--- BEGIN DATASET EXTRACT ---

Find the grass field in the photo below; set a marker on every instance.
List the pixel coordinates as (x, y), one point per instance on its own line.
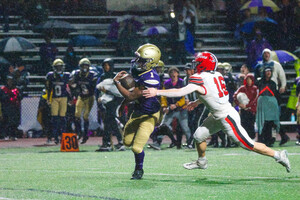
(47, 173)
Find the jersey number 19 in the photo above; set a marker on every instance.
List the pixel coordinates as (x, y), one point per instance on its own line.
(221, 86)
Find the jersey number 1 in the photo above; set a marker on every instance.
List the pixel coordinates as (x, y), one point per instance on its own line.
(220, 83)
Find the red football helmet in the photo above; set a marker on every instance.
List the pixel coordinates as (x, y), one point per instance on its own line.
(205, 61)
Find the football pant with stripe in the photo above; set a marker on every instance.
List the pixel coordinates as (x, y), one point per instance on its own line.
(230, 125)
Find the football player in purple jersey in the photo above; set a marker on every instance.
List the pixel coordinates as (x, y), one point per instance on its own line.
(56, 84)
(84, 81)
(146, 111)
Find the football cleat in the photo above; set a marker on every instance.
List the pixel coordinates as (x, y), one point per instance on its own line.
(283, 160)
(155, 146)
(137, 174)
(120, 147)
(84, 140)
(198, 164)
(105, 147)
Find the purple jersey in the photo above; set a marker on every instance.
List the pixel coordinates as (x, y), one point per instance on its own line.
(86, 84)
(297, 82)
(57, 83)
(148, 79)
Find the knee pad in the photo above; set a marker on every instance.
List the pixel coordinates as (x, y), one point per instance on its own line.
(201, 134)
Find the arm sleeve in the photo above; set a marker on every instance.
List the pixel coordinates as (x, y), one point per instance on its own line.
(181, 102)
(235, 96)
(163, 101)
(281, 75)
(179, 92)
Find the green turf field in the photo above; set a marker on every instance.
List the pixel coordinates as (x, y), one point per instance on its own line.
(46, 173)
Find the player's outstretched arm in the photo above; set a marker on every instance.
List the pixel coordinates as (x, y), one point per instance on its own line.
(151, 92)
(193, 104)
(129, 96)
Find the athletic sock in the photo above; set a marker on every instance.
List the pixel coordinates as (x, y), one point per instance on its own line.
(139, 160)
(202, 158)
(276, 155)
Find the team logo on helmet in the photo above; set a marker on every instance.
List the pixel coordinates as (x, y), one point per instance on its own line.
(205, 61)
(84, 65)
(148, 56)
(58, 66)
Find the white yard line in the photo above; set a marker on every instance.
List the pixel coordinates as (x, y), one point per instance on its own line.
(153, 174)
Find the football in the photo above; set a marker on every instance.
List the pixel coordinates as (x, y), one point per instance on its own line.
(128, 82)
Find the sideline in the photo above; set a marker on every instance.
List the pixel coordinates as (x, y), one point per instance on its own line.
(59, 192)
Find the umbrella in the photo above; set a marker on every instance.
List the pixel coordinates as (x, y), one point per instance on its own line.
(15, 44)
(114, 28)
(3, 61)
(155, 30)
(254, 6)
(85, 41)
(283, 56)
(54, 26)
(265, 23)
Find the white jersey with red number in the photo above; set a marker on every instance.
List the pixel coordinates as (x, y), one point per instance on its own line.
(216, 95)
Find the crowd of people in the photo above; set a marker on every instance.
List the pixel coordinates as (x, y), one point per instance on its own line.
(209, 101)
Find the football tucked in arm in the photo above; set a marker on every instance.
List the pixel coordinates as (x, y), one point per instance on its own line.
(128, 82)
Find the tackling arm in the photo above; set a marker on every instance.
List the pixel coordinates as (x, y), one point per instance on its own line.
(151, 92)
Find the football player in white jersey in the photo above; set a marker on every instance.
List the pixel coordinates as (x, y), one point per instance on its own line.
(212, 92)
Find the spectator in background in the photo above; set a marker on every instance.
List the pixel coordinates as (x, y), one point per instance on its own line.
(174, 107)
(245, 98)
(10, 113)
(21, 77)
(232, 10)
(178, 38)
(44, 116)
(4, 10)
(128, 38)
(229, 80)
(255, 48)
(297, 82)
(190, 16)
(70, 59)
(296, 26)
(108, 106)
(267, 115)
(48, 52)
(286, 22)
(84, 80)
(278, 74)
(244, 70)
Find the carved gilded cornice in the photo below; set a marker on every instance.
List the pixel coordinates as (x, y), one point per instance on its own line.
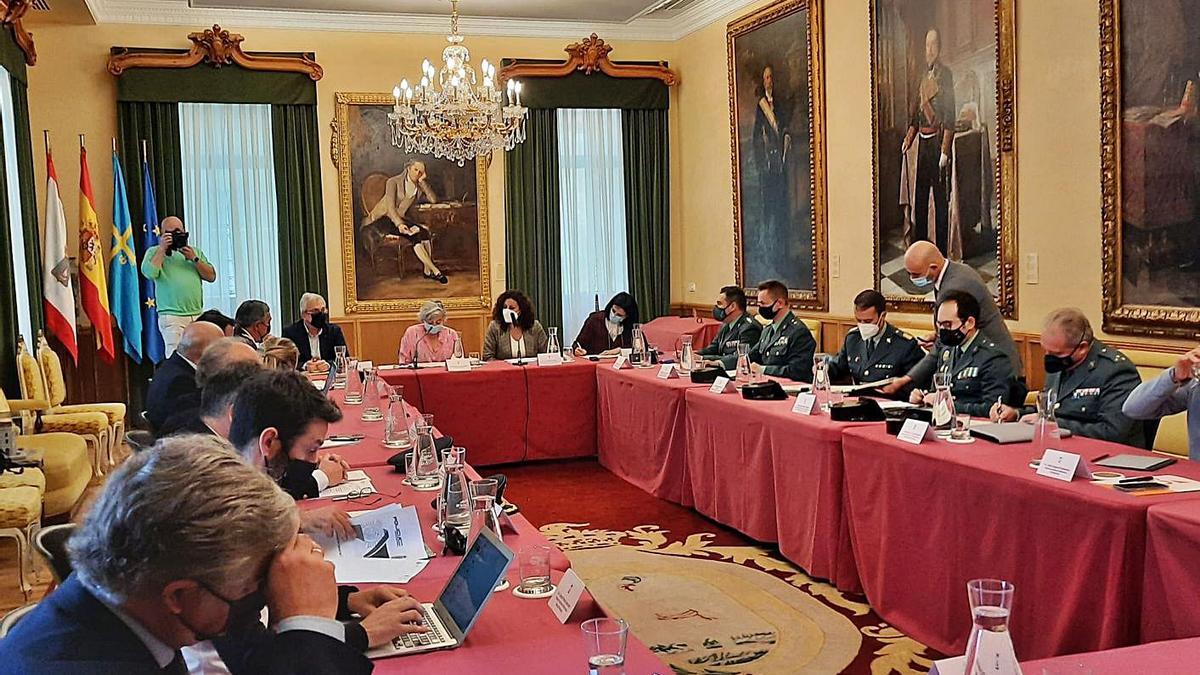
(591, 57)
(216, 47)
(11, 12)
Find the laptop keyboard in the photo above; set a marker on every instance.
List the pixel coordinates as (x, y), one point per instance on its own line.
(417, 640)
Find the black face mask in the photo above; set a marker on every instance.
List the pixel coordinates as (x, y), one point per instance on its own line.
(952, 336)
(244, 614)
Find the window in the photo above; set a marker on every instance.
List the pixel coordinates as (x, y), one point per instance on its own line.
(592, 209)
(16, 225)
(229, 201)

--- END DATASET EXTRACT ---

Please reproduce all of the records above word for word, leaving out the pictures.

◆ THE COMPLETED TASK ◆
Find the grass field in the photo below; set a marker on every instance.
List the pixel coordinates as (x, y), one point per instance on its own line.
(47, 173)
Find the jersey number 19 in the photo above; set a marker on every instance.
List the pixel coordinates as (x, y), one point per instance on its own line.
(221, 86)
Find the jersey number 1 in the photo above; set a marker on every instance.
List the pixel coordinates as (x, y), one point per instance on its own line.
(220, 83)
Find the red football helmet in the photo above; set a marker on every instance.
List the pixel coordinates as (x, y), one point per instance on its own line.
(205, 61)
Find the football pant with stripe in the photo above; set a marker on every instance.
List the pixel coordinates as (x, y), one point per instance on its own line.
(230, 125)
Find the football player in purple jersey in the photo above; set a marker on every instance.
List the pixel coordinates as (x, y), one point per instance on its own line.
(56, 84)
(84, 81)
(146, 111)
Find the football cleat in the photo above; set a marker on every instance.
List the pixel coordinates as (x, y), one point per instance on its own line.
(283, 160)
(155, 146)
(137, 174)
(120, 147)
(84, 140)
(198, 164)
(105, 147)
Find the purple jersey in the photo above; set a marker on every instance.
List the pixel coordinates as (x, y), one point per instance on its own line.
(86, 84)
(297, 82)
(57, 83)
(148, 79)
Find the knee pad in the photo above; set a marker on every instance.
List the pixel coordinates as (x, y), one point per instance on its own line.
(201, 134)
Find the arm sleeve in the photo above; set a marker on every instance.
List the pixel coordinates as (x, y), one point per instance on its own line.
(181, 102)
(235, 96)
(163, 101)
(281, 75)
(179, 92)
Find the green turf field in the photo above; set a marker on every instance.
List the pixel coordinates as (x, y), one point per instance on its own line.
(46, 173)
Find the player's outstretched arm in the photo above; set a marker on every instance.
List the pixel coordinates as (x, y), one point per instance on its own line.
(151, 92)
(193, 104)
(129, 96)
Find the athletic sock in the photo above; set a marker on every instance.
List the pixel coordinates as (x, y), one point per instance on its own line.
(139, 160)
(202, 158)
(276, 155)
Find the team logo on helmet in the photo above; set a marker on every instance.
List the pixel coordinates as (x, y), one point per instance on its own line.
(205, 61)
(84, 65)
(148, 56)
(58, 66)
Find the white yard line in the photo above; set a marker on every instance.
List the pixel coordinates as (x, y), one point per instance on its own line.
(153, 174)
Find the football in the photo above; set a marker on every instance.
List the pixel coordinates as (x, y), one point per instance on its own line.
(128, 82)
Find the sideline in the photo above; set a marker on every instance.
List the pixel coordinates as (x, y), one point per instance on its own line.
(59, 192)
Find the umbrella in the photo above; set a marker on every instance.
List the pixel coordinates as (x, y), one point per instance on its own line.
(15, 44)
(114, 28)
(3, 61)
(155, 30)
(254, 6)
(85, 41)
(283, 56)
(54, 26)
(265, 23)
Find the white jersey with red number in the photo above; set a marker on every instance.
List the pixel coordinates as (x, y), one point per instance on its own line.
(216, 95)
Find the crowd of people in the photo above; set a marker on every instance.
List the pixel coordinates as (x, y), one point per instance on its own line.
(209, 101)
Find the football tucked in arm in the photo above; set a marker on every instance.
List the pixel coordinates as (x, y), one point per instance on its own line.
(128, 82)
Find the tackling arm in the photo above; set a marker on every instance.
List the pixel coordinates as (x, y), one point per instance on its own line.
(151, 92)
Find the football player in white jersey in the photo above; set a marker on every instance.
List the pixel coordinates as (x, y), one point per instance on its own line.
(212, 92)
Find the spectator in background in the photo above; set a marker on every instance.
List the pixel coordinates as (x, y), one point per instance on its own line.
(174, 107)
(245, 98)
(10, 113)
(21, 77)
(232, 10)
(178, 38)
(44, 116)
(4, 10)
(128, 38)
(229, 80)
(255, 48)
(297, 82)
(190, 16)
(70, 59)
(296, 26)
(108, 106)
(267, 115)
(48, 52)
(286, 22)
(84, 80)
(278, 74)
(244, 70)
Find the carved gilded cornice in the photo below; set a marker on every instance.
List the pixel coordinates as (x, y), one point per instance on its own line.
(591, 57)
(216, 47)
(11, 12)
Find the laptop keyboard in the photo above; set a marker on every instance.
List the pixel coordinates as (x, y), one point per instance on its own line.
(417, 640)
Find the black face mask in the photo above; set a marker on every instance.
List the pixel coordinates as (x, y), one point per instance on its own line.
(952, 336)
(244, 614)
Find the window in the photo above; set a marker on every instance.
List the pixel coordinates as (x, y), one point per instance on its own line.
(592, 209)
(16, 225)
(229, 201)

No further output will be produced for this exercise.